## Aufgaben
1/ Gib den Absatz im Textauszug über den Marxismus, der mit „Die Lehre von Marx ist allmächtig“ beginnt, als kurze Stichpunktliste wieder. Seine wesentlichen Aussagen sollen erhalten bleiben.
2/ Beantworte anhand des Textauszugs über den Marxismus jede Frage in einem Satz:
(a) Als was erblickt die bürgerliche Wissenschaft den Marxismus?
(b) Worin besteht die ganze Genialität Marx’?
(c) Welche Philosophie ist die Philosophie des Marxismus?
3/ Wie könnte der Textauszug über den Marxismus nach seinem letzten Satz weitergehen? Führe ihn in gleichem Ton fort.

## Ausgewählter Textauszug
========================================================================
Lenin, Werke, Bd.19, S.3-9.
Text mit Dank von MLWerke entnommen.
HTML-Markierung: Einde O’Callaghan für das Marxists’ Internet Archive.
Die Lehre von Marx stößt in der ganzen zivilisierten Welt auf die erbittertste Feindschaft und den größten Haß der gesamten bürgerlichen Wissenschaft (der offiziellen wie der liberalen), die im Marxismus eine Art „schädlicher Sekte“ erblickt. Ein anderes Verhalten kann man auch nicht erwarten, denn eine „unparteiische“ Sozialwissenschaft kann es in einer auf Klassenkampf aufgebauten Gesellschaft nicht geben. Jedenfalls ist es Tatsache, daß die gesamte offizielle und liberale Wissenschaft die Lohnsklaverei verteidigt, während der Marxismus dieser Sklaverei schonungslosen Kampf angesagt hat. In einer Gesellschaft der Lohnsklaverei eine unparteiische Wissenschaft zu erwarten wäre eine ebenso törichte Naivität, wie etwa von den Fabrikanten Unparteilichkeit zu erwarten in der Frage, ob man nicht den Arbeitern den Lohn erhöhen sollte, indem man den Profit des Kapitals kürzt.
Doch nicht das allein. Die Geschichte der Philosophie und die Geschichte der Sozialwissenschaft zeigen mit aller Deutlichkeit, daß der Marxismus nichts enthält, was einem „Sektierertum“ im Sinne irgendeiner abgekapselten, verknöcherten Lehre ähnlich wäre, die abseits von der Heerstraße der Weltzivilisation entstanden ist. Im Gegenteil: Die ganze Genialität Marx’ besteht gerade darin, daß er auf die Fragen Antworten gegeben hat, die das fortgeschrittene Denken der Menschheit bereits gestellt hatte. Seine Lehre entstand als direkte und unmittelbare Fortsetzung der Lehren der größten Vertreter der Philosophie, der politischen Ökonomie und des Sozialismus.
Die Lehre von Marx ist allmächtig, weil sie wahr ist. Sie ist in sich geschlossen und harmonisch, sie gibt den Menschen eine einheitliche Weltanschauung, die sich mit keinerlei Aberglauben, keinerlei Reaktion, keinerlei Verteidigung bürgerlicher Knechtung vereinbaren läßt. Sie ist die rechtmäßige Erbin des Besten, was die Menschheit im 19. Jahrhundert in Gestalt der deutschen Philosophie, der englischen Ökonomie und des französischen Sozialismus hervorgebracht hat. Auf diese drei Quellen und gleichzeitige Bestandteile des Marxismus wollen wir denn auch kurz eingehen.
Die Philosophie des Marxismus ist der Materialismus. Im Laufe der gesamten neuesten Geschichte Europas und insbesondere Ende des 18. Jahrhunderts in Frankreich, wo eine entscheidende Schlacht gegen alles mittelalterliche Gerümpel, gegen den Feudalismus in den Einrichtungen und in den Ideen geschlagen wurde, erwies sich der Materialismus als die einzige folgerichtige Philosophie, die allen Lehren der Naturwissenschaften treu bleibt, die dem Aberglauben, der Frömmelei usw. feind ist. Die Feinde der Demokratie waren daher aus allen Kräften bemüht, den Materialismus „zu widerlegen“, zu untergraben und zu diffamieren, und nahmen die verschiedenen Formen des philosophischen Idealismus in Schutz, der stets, auf diese oder jene Art, auf eine Verteidigung oder Unterstützung der Religion hinausläuft.
========================================================================
Einträge zur Beschriftung von Begrenzungsrahmen:
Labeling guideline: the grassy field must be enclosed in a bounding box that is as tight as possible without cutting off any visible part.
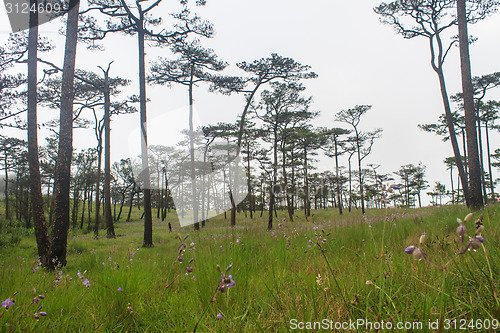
[0,205,500,332]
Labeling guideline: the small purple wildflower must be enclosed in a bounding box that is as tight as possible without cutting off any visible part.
[2,298,14,310]
[405,245,415,254]
[227,275,236,288]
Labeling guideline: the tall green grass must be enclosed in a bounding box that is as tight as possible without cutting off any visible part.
[0,206,500,332]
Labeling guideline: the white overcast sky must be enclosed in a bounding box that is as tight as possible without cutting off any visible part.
[0,0,500,205]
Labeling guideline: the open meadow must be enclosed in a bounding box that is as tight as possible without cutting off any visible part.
[0,205,500,332]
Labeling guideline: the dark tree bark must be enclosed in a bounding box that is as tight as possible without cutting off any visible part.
[27,0,53,268]
[51,0,80,266]
[103,64,116,238]
[457,0,483,209]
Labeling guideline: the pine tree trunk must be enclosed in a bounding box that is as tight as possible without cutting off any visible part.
[457,0,483,209]
[104,66,116,238]
[51,0,80,266]
[27,0,53,268]
[137,18,153,247]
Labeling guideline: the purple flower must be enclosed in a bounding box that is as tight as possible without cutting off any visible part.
[405,245,415,254]
[2,298,14,310]
[227,275,236,288]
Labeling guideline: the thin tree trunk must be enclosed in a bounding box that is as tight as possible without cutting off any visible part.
[103,64,116,238]
[27,0,53,269]
[4,154,9,223]
[457,0,483,209]
[189,71,199,230]
[484,122,495,199]
[137,18,153,247]
[333,136,342,215]
[51,0,80,266]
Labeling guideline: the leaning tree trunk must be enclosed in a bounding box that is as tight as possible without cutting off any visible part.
[27,0,53,268]
[189,71,200,230]
[334,137,342,215]
[51,0,80,266]
[104,66,116,238]
[457,0,483,209]
[4,154,9,222]
[484,122,495,198]
[137,18,153,247]
[429,34,470,206]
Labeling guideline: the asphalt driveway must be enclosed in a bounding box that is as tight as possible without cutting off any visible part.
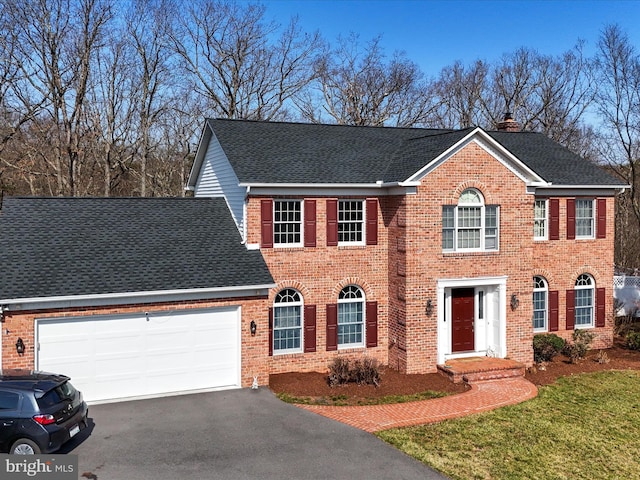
[64,388,446,480]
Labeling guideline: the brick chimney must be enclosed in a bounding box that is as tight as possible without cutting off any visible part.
[497,112,520,132]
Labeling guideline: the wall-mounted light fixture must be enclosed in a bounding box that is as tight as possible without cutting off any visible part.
[511,293,520,310]
[16,338,24,355]
[424,298,433,317]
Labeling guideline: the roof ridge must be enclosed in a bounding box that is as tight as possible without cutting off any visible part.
[207,117,457,132]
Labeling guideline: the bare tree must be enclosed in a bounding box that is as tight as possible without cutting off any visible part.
[127,0,172,197]
[172,0,319,120]
[597,25,640,268]
[486,46,595,147]
[0,2,45,191]
[9,0,113,195]
[296,34,438,126]
[433,60,490,128]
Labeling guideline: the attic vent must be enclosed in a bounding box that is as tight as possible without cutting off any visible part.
[497,112,520,132]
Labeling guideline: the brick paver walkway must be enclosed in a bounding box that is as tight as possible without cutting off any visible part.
[298,377,538,432]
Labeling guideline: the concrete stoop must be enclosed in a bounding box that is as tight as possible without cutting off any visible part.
[438,357,526,383]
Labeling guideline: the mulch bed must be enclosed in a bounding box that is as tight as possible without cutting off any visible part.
[269,340,640,405]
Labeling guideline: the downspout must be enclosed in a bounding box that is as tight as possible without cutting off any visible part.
[242,185,251,245]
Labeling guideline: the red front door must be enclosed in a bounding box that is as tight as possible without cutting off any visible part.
[451,288,475,353]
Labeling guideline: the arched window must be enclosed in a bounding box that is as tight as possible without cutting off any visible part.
[338,285,365,347]
[442,188,499,251]
[533,277,549,332]
[575,273,595,328]
[273,288,303,353]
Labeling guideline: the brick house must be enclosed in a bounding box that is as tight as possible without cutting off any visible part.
[188,118,625,373]
[0,198,275,402]
[0,120,625,401]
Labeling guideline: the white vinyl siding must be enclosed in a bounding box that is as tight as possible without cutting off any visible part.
[193,134,246,233]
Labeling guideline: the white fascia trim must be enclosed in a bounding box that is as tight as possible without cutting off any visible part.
[238,181,384,189]
[407,127,546,185]
[527,185,629,197]
[436,275,509,288]
[532,183,631,190]
[239,181,420,197]
[0,283,276,311]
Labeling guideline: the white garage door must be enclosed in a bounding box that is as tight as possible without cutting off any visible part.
[36,307,240,402]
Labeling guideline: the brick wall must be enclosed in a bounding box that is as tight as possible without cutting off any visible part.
[247,197,389,373]
[247,142,613,373]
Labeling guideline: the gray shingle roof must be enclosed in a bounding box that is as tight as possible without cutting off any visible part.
[0,197,273,299]
[208,119,623,186]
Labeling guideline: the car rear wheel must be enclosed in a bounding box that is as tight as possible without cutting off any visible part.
[9,438,40,455]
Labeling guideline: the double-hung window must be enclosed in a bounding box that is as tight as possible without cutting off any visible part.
[273,288,302,354]
[575,273,595,328]
[338,200,365,244]
[273,200,302,247]
[442,188,500,252]
[533,277,549,332]
[533,200,548,240]
[338,285,364,348]
[576,198,595,238]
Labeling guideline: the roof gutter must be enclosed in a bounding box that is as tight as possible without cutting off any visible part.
[0,283,276,315]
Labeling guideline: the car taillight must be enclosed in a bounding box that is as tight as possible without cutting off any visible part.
========================================================================
## Lösungen
1/
- Die Lehre von Marx ist allmächtig, weil sie wahr ist.
- Sie ist in sich geschlossen und harmonisch und gibt den Menschen eine einheitliche Weltanschauung.
- Diese Weltanschauung ist mit keinerlei Aberglauben, Reaktion oder Verteidigung bürgerlicher Knechtung vereinbar.
- Die Lehre ist die rechtmäßige Erbin des Besten, was die Menschheit im 19. Jahrhundert hervorgebracht hat: deutsche Philosophie, englische Ökonomie und französischer Sozialismus.
- Auf diese drei Quellen und zugleich Bestandteile des Marxismus soll kurz eingegangen werden.

2/
(a) Die bürgerliche Wissenschaft erblickt im Marxismus eine Art „schädlicher Sekte“.
(b) Sie besteht darin, dass Marx auf die Fragen Antworten gegeben hat, die das fortgeschrittene Denken der Menschheit bereits gestellt hatte.
(c) Die Philosophie des Marxismus ist der Materialismus.

3/
Marx und Engels verfochten mit aller Entschiedenheit den philosophischen Materialismus und legten zu wiederholten Malen dar, wie grundfalsch jede Abweichung von dieser Grundlage ist. Am klarsten und ausführlichsten sind ihre Anschauungen in Engels– Werken Ludwig Feuerbach und Anti-Dühring niedergelegt, die – wie das Kommunistische Manifest – Handbücher jedes klassenbewußten Arbeiters sind.
Aber Marx blieb nicht beim Materialismus des 18. Jahrhunderts stehen, er entwickelte die Philosophie weiter. Er bereicherte sie durch die Errungenschaften der deutschen klassischen Philosophie und besonders des Hegelschen Systems, das seinerseits zum Materialismus Feuerbachs geführt hatte. Die wichtigste dieser Errungenschaften ist die Dialektik, d.h. die Lehre von der Entwicklung in ihrer vollständigsten, tiefstgehenden und von Einseitigkeit freiesten Gestalt, die Lehre von der Relativität des menschlichen Wissens, das uns eine Widerspiegelung der sich ewig entwickelnden Materie gibt. Die neuesten Entdeckungen der Naturwissenschaft – das Radium, die Elektronen, die Verwandlung der Elemente – haben den dialektischen Materialismus von Marx glänzend bestätigt, entgegen den Lehren der bürgerlichen Philosophen mit ihrer ständig „neuen“ Rückkehr zum alten und faulen Idealismus.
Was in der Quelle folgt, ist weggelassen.